● Exercise: Reproduce the full TextRank summarization page below word for word.

GitHub - JRC1995/auto-tldr-TextRank: Extractive Summarization based on statements ranked using TextRank

Extractive Summarization based on sentence ranking using TextRank

This is a simple implementation of extractive summarization based on sentence ranking using TextRank.

TextRank: Bringing Order into Texts - by Rada Mihalcea and Paul Tarau

Here's a sample summarization generated by the code:

ORIGINAL TEXT:

Autotldr is a bot that uses SMMRY to create a TL;DR/summary. I will put forth points that address the effects this bot has on the reddit community.

It doesn't create laziness, it only responds to it

For the users who click the article link first and then return back to the comments, they will have already given their best attempt of fully reading the article. If they read it fully, the tl;dr is unneeded and ignored. If they skimmed or skipped it, the bot will be useful to at least provide more context to the discussion, like an extension of the title. A large portion of users, especially in the defaulted mainstream subreddits like /r/politics, don't even go to the article and go straight to the comments section. Most of the time, if I skip to the comments, I'm able to illicit some sort of understanding of what the article was about from the title and discussion. However this bot is able to further improve my conjectured understanding. It did not make me skip it, it only helped me when I already decided to skip it. The scenario in which this bot would create a significantly lazy atmosphere is if the tl;dr were to be presented parallel to the main submission, in the same way the OP's tl;dr is presented right next to the long body of self post. Also, the tl;dr becomes more prevalent/hidden as it will get upvoted/downvoted depending on how much of a demand there was for a tl;dr in the first place. If it becomes the top voted comment than it has become more of a competitor to the original text for those who go to the comments first, but by then the thread has decided that a tl;dr was useful and the bot delivered.

● Provided data:
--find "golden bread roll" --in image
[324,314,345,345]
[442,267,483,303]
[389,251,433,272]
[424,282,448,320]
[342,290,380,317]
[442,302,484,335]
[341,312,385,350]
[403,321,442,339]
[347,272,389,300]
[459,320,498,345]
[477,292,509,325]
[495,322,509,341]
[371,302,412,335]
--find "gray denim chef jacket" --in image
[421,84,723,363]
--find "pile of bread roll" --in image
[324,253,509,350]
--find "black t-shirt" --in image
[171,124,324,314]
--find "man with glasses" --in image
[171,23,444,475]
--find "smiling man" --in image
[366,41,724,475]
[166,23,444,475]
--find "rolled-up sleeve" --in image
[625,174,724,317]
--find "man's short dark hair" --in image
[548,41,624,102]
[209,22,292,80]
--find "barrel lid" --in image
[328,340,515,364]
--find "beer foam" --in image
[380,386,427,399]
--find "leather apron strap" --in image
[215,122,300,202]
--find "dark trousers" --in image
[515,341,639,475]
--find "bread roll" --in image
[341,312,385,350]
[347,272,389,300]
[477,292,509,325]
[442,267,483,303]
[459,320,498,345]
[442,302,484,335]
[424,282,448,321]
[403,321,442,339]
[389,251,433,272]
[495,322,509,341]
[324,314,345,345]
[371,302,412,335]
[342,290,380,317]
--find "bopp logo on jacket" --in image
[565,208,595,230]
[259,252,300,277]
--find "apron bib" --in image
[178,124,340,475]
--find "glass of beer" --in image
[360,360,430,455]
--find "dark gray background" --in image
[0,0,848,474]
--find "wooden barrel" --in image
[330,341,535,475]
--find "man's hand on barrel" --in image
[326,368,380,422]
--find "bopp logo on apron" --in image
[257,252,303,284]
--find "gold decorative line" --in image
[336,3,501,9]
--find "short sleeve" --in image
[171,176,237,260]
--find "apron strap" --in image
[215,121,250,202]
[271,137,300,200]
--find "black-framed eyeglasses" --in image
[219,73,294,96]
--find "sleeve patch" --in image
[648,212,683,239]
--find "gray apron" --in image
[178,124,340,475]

● The solution:
GitHub - JRC1995/auto-tldr-TextRank: Extractive Summarization based on statements ranked using TextRank

Extractive Summarization based on sentence ranking using TextRank

This is a simple implementation of extractive summarization based on sentence ranking using TextRank.

TextRank: Bringing Order into Texts - by Rada Mihalcea and Paul Tarau

Here's a sample summarization generated by the code:

ORIGINAL TEXT:

Autotldr is a bot that uses SMMRY to create a TL;DR/summary. I will put forth points that address the effects this bot has on the reddit community.

It doesn't create laziness, it only responds to it

For the users who click the article link first and then return back to the comments, they will have already given their best attempt of fully reading the article. If they read it fully, the tl;dr is unneeded and ignored. If they skimmed or skipped it, the bot will be useful to at least provide more context to the discussion, like an extension of the title. A large portion of users, especially in the defaulted mainstream subreddits like /r/politics, don't even go to the article and go straight to the comments section. Most of the time, if I skip to the comments, I'm able to illicit some sort of understanding of what the article was about from the title and discussion. However this bot is able to further improve my conjectured understanding. It did not make me skip it, it only helped me when I already decided to skip it. The scenario in which this bot would create a significantly lazy atmosphere is if the tl;dr were to be presented parallel to the main submission, in the same way the OP's tl;dr is presented right next to the long body of self post. Also, the tl;dr becomes more prevalent/hidden as it will get upvoted/downvoted depending on how much of a demand there was for a tl;dr in the first place. If it becomes the top voted comment than it has become more of a competitor to the original text for those who go to the comments first, but by then the thread has decided that a tl;dr was useful and the bot delivered.